## BEGIN

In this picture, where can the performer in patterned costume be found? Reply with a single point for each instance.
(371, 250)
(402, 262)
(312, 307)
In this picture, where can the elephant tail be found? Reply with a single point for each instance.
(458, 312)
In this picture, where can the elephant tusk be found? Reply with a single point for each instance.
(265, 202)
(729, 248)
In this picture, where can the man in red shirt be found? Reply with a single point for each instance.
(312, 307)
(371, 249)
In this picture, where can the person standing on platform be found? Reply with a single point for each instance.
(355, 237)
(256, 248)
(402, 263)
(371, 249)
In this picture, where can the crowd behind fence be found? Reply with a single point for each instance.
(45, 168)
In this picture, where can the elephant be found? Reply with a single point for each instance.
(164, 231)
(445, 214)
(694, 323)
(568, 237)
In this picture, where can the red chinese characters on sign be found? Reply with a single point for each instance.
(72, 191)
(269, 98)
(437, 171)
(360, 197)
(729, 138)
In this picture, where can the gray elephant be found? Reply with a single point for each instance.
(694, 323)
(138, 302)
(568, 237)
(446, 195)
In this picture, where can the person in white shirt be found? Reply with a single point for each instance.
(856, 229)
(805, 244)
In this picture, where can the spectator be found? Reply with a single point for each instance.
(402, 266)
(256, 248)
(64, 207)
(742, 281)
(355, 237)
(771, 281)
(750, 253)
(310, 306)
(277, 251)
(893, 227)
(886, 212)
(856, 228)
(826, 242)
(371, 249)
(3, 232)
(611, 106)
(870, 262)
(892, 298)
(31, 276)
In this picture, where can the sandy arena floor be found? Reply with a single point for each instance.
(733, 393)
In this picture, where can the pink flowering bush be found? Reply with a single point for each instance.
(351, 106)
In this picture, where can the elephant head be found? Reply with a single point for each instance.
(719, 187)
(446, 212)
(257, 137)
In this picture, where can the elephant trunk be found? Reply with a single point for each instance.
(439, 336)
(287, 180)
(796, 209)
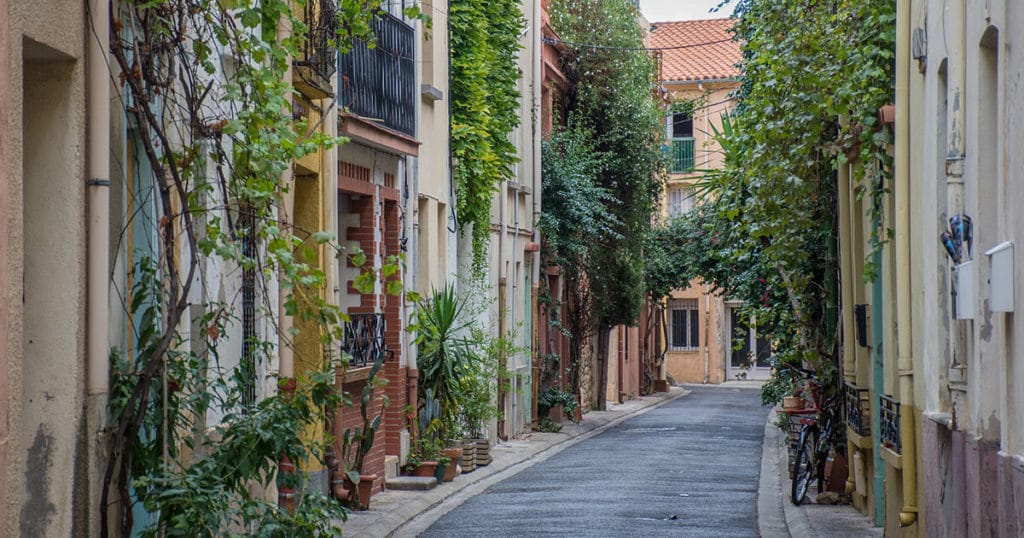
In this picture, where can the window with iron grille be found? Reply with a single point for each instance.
(685, 331)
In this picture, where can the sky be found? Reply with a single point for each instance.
(659, 10)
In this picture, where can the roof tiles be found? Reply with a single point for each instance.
(705, 57)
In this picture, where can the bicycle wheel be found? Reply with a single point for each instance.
(805, 466)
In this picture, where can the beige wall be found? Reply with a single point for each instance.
(708, 364)
(45, 252)
(435, 245)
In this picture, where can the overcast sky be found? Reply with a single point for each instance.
(659, 10)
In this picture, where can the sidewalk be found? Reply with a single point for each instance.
(410, 512)
(779, 518)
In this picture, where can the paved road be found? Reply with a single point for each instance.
(687, 468)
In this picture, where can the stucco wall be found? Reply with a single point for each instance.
(45, 207)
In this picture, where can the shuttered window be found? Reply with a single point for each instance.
(685, 332)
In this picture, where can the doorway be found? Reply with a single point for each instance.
(749, 354)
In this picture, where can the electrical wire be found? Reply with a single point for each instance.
(554, 41)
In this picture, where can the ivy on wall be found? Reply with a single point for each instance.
(814, 77)
(484, 75)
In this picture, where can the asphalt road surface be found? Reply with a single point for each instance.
(687, 468)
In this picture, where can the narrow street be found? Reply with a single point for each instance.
(689, 468)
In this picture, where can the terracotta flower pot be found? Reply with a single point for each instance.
(365, 488)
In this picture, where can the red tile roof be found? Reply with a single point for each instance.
(710, 61)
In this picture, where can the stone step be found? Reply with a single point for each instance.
(411, 483)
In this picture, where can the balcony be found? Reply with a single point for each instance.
(681, 155)
(379, 84)
(317, 60)
(858, 411)
(364, 339)
(890, 426)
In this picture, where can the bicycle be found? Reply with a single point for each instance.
(817, 437)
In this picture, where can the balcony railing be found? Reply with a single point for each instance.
(318, 56)
(889, 428)
(858, 411)
(379, 83)
(364, 339)
(681, 155)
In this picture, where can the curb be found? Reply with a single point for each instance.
(416, 519)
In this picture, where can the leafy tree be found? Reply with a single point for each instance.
(611, 88)
(204, 84)
(814, 77)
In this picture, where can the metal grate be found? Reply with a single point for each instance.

## END

■ **EXERCISE DIRECTIONS**: All entries must be written out again exactly as given, with no pictures in the copy.

■ **REPLY**:
In this picture, where can the performer in patterned costume be found? Reply with a single point for each instance.
(371, 250)
(402, 262)
(312, 307)
In this picture, where can the elephant tail be found? Reply with a single point for each instance.
(458, 312)
In this picture, where can the elephant tusk be found? Reply with a single point for each instance.
(265, 202)
(729, 248)
In this picture, where can the man in red shirt be found? Reply with a single point for each instance.
(312, 307)
(371, 249)
In this picture, where can the person standing on platform be found? Reply with a single point for each instance.
(355, 237)
(256, 248)
(402, 263)
(371, 249)
In this picture, where can the crowd behind fence be found? Reply with a single point for each instance.
(45, 168)
In this picture, where can the elephant be found? Reply with a single point for each instance.
(164, 231)
(445, 214)
(694, 323)
(568, 237)
In this picture, where can the red chinese characters on sign be found? Reply with a single point for each instance.
(72, 191)
(269, 98)
(437, 171)
(360, 197)
(729, 138)
In this picture, where can the gray elephant be found? Reply with a single point for each instance.
(694, 323)
(138, 302)
(568, 237)
(446, 195)
In this picture, where can the person in white shirt be found? Reply with a single point for each instance.
(856, 229)
(805, 244)
In this picture, where can the spectator be found? Reply with a single point for each instance.
(402, 266)
(256, 248)
(64, 207)
(742, 281)
(355, 237)
(771, 281)
(750, 253)
(310, 306)
(277, 251)
(893, 227)
(886, 212)
(856, 228)
(826, 242)
(371, 249)
(3, 232)
(611, 106)
(870, 262)
(892, 298)
(31, 276)
In this picture, where can the sandy arena floor be found? Reply with a single point for each instance.
(733, 393)
In this picture, where can the pink flowering bush be found? Reply with a single point for each instance.
(351, 106)
In this picture, where can the elephant head be found? Reply with a single point for each instance.
(719, 187)
(446, 212)
(257, 137)
In this picture, where can the elephant trunk be found? Reply with a single point for each instance.
(439, 336)
(287, 180)
(796, 209)
In this picture, where can the window with iron grille be found? Reply with a single point for each instance.
(685, 331)
In this picture, where can the sky be found? Reply with a single point for each instance.
(659, 10)
In this picture, where can the roof tiles be found? Reply with a single point for each instance.
(705, 57)
In this picture, where can the bicycle wheel be found? Reply with a single point for each instance.
(805, 466)
In this picture, where can the beige wall be found? Reply with a single point for each instance.
(708, 364)
(45, 252)
(435, 245)
In this picture, where can the overcast sky be found? Reply with a single point for each instance.
(659, 10)
In this picture, where can the sidewalk be found? Reply with a single point for each instance.
(410, 512)
(779, 518)
In this picture, where can the paved road be found? Reply with a single point for each instance.
(687, 468)
In this picture, where can the stucco wall be found? Reply with a single point for each instance.
(45, 207)
In this picture, where can the shuttered window be found? Reply with a single point for each instance.
(685, 332)
In this picture, where can the doorway be found? Reply with a single point for each instance.
(749, 354)
In this picture, where can the electrical wire be found? Reply with a single point for each instance.
(554, 41)
In this picture, where can the ivy on wall be found? Reply with a single point for each instance.
(814, 77)
(484, 75)
In this picture, where can the asphalt road surface be found? Reply with a single point for each instance.
(687, 468)
In this picture, where can the narrow street be found? Reply with a single point for each instance.
(689, 468)
In this picture, where can the terracotta flower pot be found? Reply with a single point for each instance.
(365, 488)
In this picture, where can the red tile roof be found? Reply with a single point for each instance.
(710, 61)
In this picture, where can the stone step be found? Reply with a single point for each instance.
(411, 483)
In this picture, where can the balcony be found? Reply with a single point for each instance.
(681, 155)
(379, 84)
(317, 60)
(858, 411)
(364, 339)
(890, 426)
In this picture, where can the bicycle be found? Reply with a single point for each instance.
(817, 437)
In this picture, where can the balcony railing be found? Reply with a single point for each instance.
(318, 56)
(889, 428)
(858, 411)
(379, 83)
(364, 339)
(681, 155)
In this picture, where can the curb be found? Reply with a single point for each instance.
(416, 519)
In this picture, where can the leafy tree be found? Reply with a single point for each instance.
(611, 88)
(204, 84)
(814, 77)
In this picture, where can the metal grate be found? Reply with a single point for each instance.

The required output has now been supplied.